> [Task statement]: Rewrite the rows below with "thickest part" changed to "widest part" wherever it occurs and everything else unchanged. Omit the pictures from your answer.

== Entries shown ==

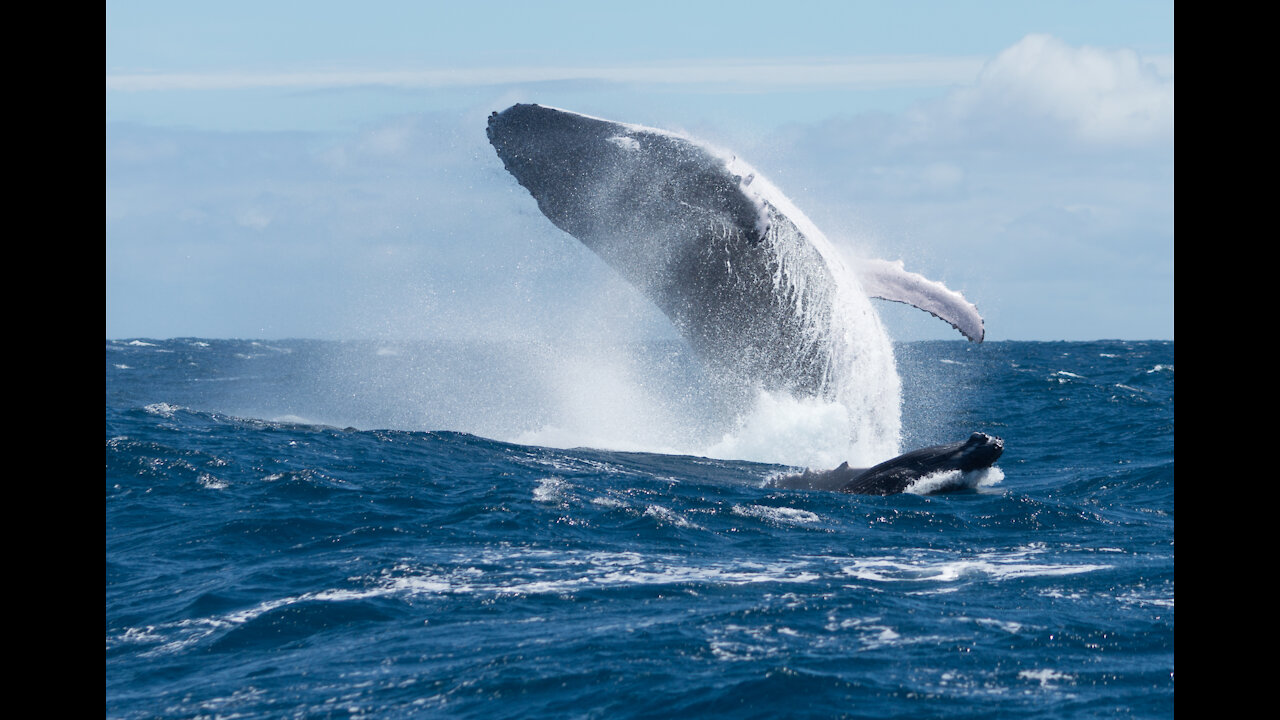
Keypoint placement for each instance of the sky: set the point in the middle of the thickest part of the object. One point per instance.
(320, 169)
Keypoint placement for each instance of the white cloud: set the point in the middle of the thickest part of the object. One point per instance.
(1089, 95)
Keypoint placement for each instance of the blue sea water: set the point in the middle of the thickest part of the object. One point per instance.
(295, 529)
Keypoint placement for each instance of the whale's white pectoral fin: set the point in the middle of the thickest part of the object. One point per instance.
(890, 281)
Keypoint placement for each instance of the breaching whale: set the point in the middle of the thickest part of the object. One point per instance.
(897, 474)
(744, 276)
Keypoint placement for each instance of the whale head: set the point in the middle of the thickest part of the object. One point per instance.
(979, 451)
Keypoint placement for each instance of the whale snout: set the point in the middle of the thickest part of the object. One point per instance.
(981, 451)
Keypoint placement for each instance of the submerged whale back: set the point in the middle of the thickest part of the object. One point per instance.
(684, 224)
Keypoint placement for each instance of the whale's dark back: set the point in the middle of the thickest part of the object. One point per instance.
(677, 223)
(895, 475)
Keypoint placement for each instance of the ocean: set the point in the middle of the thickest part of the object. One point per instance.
(467, 529)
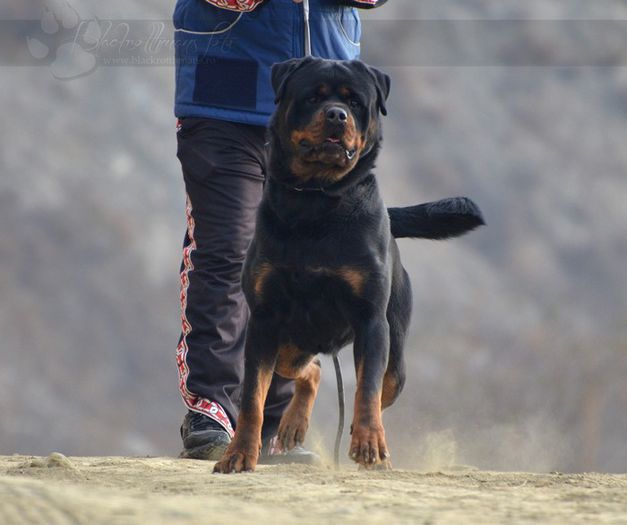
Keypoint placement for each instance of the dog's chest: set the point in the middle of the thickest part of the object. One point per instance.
(311, 305)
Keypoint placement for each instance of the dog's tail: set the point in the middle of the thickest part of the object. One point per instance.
(436, 220)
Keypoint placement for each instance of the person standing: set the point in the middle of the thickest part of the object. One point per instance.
(224, 99)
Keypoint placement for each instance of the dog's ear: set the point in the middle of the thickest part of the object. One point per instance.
(281, 73)
(383, 84)
(380, 80)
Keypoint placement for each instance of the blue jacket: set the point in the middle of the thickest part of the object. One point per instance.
(223, 57)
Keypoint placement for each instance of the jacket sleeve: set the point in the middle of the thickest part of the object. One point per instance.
(243, 6)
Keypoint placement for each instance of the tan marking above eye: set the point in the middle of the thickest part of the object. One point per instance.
(345, 91)
(323, 90)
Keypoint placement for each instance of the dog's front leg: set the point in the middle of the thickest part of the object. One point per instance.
(243, 452)
(371, 347)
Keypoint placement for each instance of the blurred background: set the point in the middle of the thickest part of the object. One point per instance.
(517, 357)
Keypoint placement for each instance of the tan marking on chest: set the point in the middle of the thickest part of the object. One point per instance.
(260, 276)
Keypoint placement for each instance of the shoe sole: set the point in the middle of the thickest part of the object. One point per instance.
(204, 452)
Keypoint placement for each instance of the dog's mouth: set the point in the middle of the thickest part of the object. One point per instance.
(332, 150)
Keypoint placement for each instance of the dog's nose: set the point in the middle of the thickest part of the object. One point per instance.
(337, 115)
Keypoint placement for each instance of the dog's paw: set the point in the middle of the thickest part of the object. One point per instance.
(235, 461)
(368, 447)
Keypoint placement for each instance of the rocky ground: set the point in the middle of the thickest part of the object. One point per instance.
(112, 490)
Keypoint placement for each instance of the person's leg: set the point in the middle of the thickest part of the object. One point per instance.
(223, 171)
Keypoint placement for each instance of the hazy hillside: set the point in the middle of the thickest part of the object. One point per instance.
(518, 353)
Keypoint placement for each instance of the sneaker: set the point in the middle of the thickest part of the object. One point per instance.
(203, 438)
(272, 454)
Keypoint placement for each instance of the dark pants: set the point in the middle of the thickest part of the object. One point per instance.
(223, 169)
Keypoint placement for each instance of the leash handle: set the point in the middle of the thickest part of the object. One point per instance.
(307, 28)
(336, 362)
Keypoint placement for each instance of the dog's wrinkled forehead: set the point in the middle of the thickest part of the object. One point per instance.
(300, 75)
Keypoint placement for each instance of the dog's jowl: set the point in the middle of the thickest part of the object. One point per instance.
(324, 269)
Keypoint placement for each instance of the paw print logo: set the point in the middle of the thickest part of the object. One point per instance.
(66, 41)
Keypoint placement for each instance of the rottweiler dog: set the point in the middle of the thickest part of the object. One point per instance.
(324, 269)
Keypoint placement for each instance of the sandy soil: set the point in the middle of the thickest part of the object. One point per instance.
(114, 490)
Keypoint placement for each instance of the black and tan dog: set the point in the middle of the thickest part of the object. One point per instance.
(324, 269)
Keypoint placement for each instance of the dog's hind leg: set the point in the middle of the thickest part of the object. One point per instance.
(292, 364)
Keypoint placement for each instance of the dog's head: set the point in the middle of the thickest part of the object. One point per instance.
(327, 116)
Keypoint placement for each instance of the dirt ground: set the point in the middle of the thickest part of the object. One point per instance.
(116, 490)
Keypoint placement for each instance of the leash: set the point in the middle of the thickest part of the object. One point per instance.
(340, 402)
(336, 362)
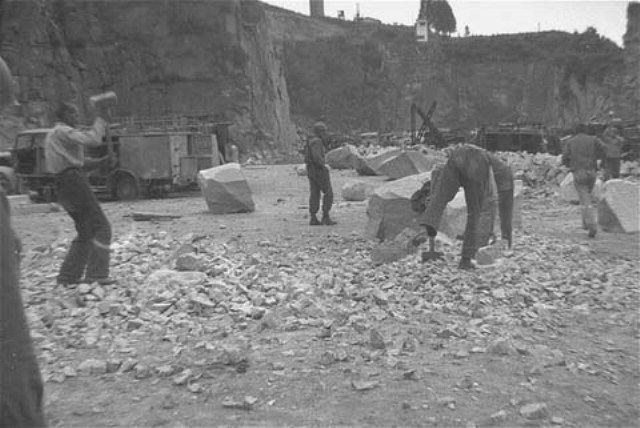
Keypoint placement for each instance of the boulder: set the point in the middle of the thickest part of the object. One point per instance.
(354, 190)
(618, 207)
(344, 157)
(406, 163)
(225, 189)
(568, 191)
(369, 165)
(389, 210)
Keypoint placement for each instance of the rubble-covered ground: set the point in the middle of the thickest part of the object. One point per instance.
(273, 322)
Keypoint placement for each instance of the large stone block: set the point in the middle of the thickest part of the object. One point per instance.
(345, 157)
(618, 207)
(354, 190)
(389, 210)
(406, 163)
(369, 165)
(225, 189)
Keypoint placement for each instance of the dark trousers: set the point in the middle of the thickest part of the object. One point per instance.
(20, 381)
(475, 197)
(90, 249)
(319, 181)
(505, 210)
(611, 168)
(584, 182)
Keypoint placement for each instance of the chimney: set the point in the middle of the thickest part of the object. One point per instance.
(316, 8)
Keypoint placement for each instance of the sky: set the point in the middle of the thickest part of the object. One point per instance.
(485, 17)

===

> [Output of the task]:
Keypoint placement for each instance of the sky: set the point in the middle of the widest part of the object. One point per instance.
(320, 169)
Keypoint placement for each instance of the white cloud: set the point in the middle of the widest part of the object. One point per instance.
(1089, 95)
Keypoint placement for each instance of the blue sea water: set the point in the middle of the widest part of the object. One point per instance.
(295, 529)
Keypoint placement for each instance of the whale's white pectoral fin: set the point in the middle of the widest part of the object. One point per instance.
(890, 281)
Keypoint placement for each instance of the breaching whale: set the point in the middle of the widest part of the object. One point per instance.
(897, 474)
(744, 276)
Keypoint placement for each instance of the whale head: set the point in the middle of the widest part of the object. One point per instance.
(979, 451)
Keypoint placement for each instance of the whale snout: set the point in the middle of the widest part of the object. One point per instance.
(981, 451)
Keypoint placement for each instance of the submerged whale back: set the point in the middle of the widest part of the object. One point per instance.
(684, 224)
Keypoint placement for each instance of the whale's dark back: set the point in the middle of the widest part of the object. One point per instance.
(677, 223)
(895, 475)
Keypoint placement for each instance of the ocean: set the point in the middle of the widest part of the object. One point per instance.
(467, 529)
Keypoint placement for each instance of the dog's chest: set the point in the middle of the widest part of the object. One point per instance.
(311, 305)
Keypoint placement for each instance of the dog's tail: set the point in the middle of the widest part of the object. One point per instance.
(436, 220)
Keypoint placement for each instance of the person standing: set the point in the middle of the widest part of the object. One point per instance.
(224, 99)
Keypoint placement for each instance of the dog's ear: set the point in the middle of the widest part of the object. One point per instance.
(281, 73)
(383, 84)
(380, 80)
Keypoint placement for each instance of the blue jacket: set the point in the middle of the widest part of the object. One point per instance.
(223, 57)
Keypoint placement for each instance of the jacket sleeve: set the point in the middle of the widest part of the object. One point per instance.
(243, 6)
Keypoint placement for each instance of the tan marking above eye: set the point in the middle of the widest part of the object. One point per instance.
(345, 91)
(323, 90)
Keypoint placement for each instance of the dog's front leg: set the point in the middle of the widest part of the object. One point per instance.
(243, 452)
(371, 347)
Keypoint placement for each instance of the blurred background: set the point in the middle of the widest part of the object. One point per instance.
(517, 357)
Keypoint placement for each instance of the tan marking on chest: set the point in the middle of the widest part of the object. One point per instance.
(260, 276)
Keypoint placement for each instance of the shoe sole: set the point in the middle of the widest part of the object. One point per instance.
(204, 452)
Keypoint placement for each instance of the dog's mouth: set the point in the middle of the widest part of the object. One point per instance.
(332, 150)
Keypoint placement for each instance of the dog's nose: set the point in the middle of the widest part of the object. One point per instance.
(337, 115)
Keypoint placement for each instance of the dog's paw: set the point in the middle of the widest part of the object. One point per instance.
(235, 461)
(368, 447)
Keypoint placement for each instance of the rocky ground: set the point in the middle of the widest part of the object. One point per instance.
(112, 490)
Keypoint placement for each instance of the person's leg: set the point in the middle of the widest part of the object. One point per instance.
(223, 171)
Keypoint placement for each instance of the hazy hillside: set the point in the middle of the widest part of the object. One point per instance.
(518, 353)
Keypoint placement for each instance of the sneaker: set the point in the middle of the widest part of the object. One point per instance.
(203, 438)
(272, 454)
Keypoint placement for each instance of the dark pants: set the point in the middle of the widest part of the object. One point per instance.
(223, 169)
Keypoint placement for each instance of the leash handle: set the point in the middle of the widest part of the object. One point per instance.
(307, 28)
(336, 362)
Keypoint placement for each instance of the dog's wrinkled forehead: set the point in the middle of the widest part of the object. One point per instance.
(300, 75)
Keypoint placement for each instance of the dog's jowl: set the point in the middle of the widest part of the object. One point per instance.
(324, 269)
Keypoint placement for each instance of the paw print logo: set the point in the middle of the widest part of the object. One point per instance.
(66, 41)
Keypoint placement for each instance of the rottweiler dog: set the point in the middle of the widest part of the object. One point per instance.
(324, 269)
Keypoint placement for each instance of the sandy soil: set the point in the middle of the widest part of the object. One point per instance.
(114, 490)
Keypoint placement for each instance of the black and tan dog: set the point in the middle of the widest part of the object. One point per instance.
(324, 269)
Keypoint placement for each instance of the dog's hind leg: set the point in the middle of the widest part of the object. One point per instance.
(292, 364)
Keypoint placement for each instance of the dog's head: set the point in the middle of the widest part of the object. One point per instance.
(327, 116)
Keypoint placement for each instance of the dirt ground: set the point in the middle of the widest part of the object. One point per instance.
(116, 490)
Keypoint placement for each instance of the leash: set the point in the middle of the widest part of the object. One point per instance.
(340, 402)
(336, 362)
Keypoint placement for each instance of the boulder: set the point in the middle of the widest part of the object. One point per instance.
(354, 190)
(618, 207)
(344, 157)
(406, 163)
(225, 189)
(568, 191)
(369, 165)
(389, 210)
Keypoint placement for each instance of the rubble-covered ground: set the point in the middle of the widest part of the object. One point per instance.
(273, 322)
Keypoint placement for each instance of the large stone block: set the point in the middle of the widest part of the object. One point per instance.
(345, 157)
(618, 207)
(354, 190)
(389, 210)
(406, 163)
(369, 165)
(225, 189)
Keypoint placement for each instance of the dark trousers: set the point in the middle of the widest part of the object. One point per instance.
(20, 381)
(475, 197)
(90, 249)
(319, 181)
(505, 210)
(611, 168)
(584, 182)
Keypoint placement for each instance of the chimney: set the point in the middle of the widest part of the object. One point per instance.
(316, 8)
Keypoint placement for each instance of the sky: set the point in the middle of the widest part of the object. One point per instance.
(485, 17)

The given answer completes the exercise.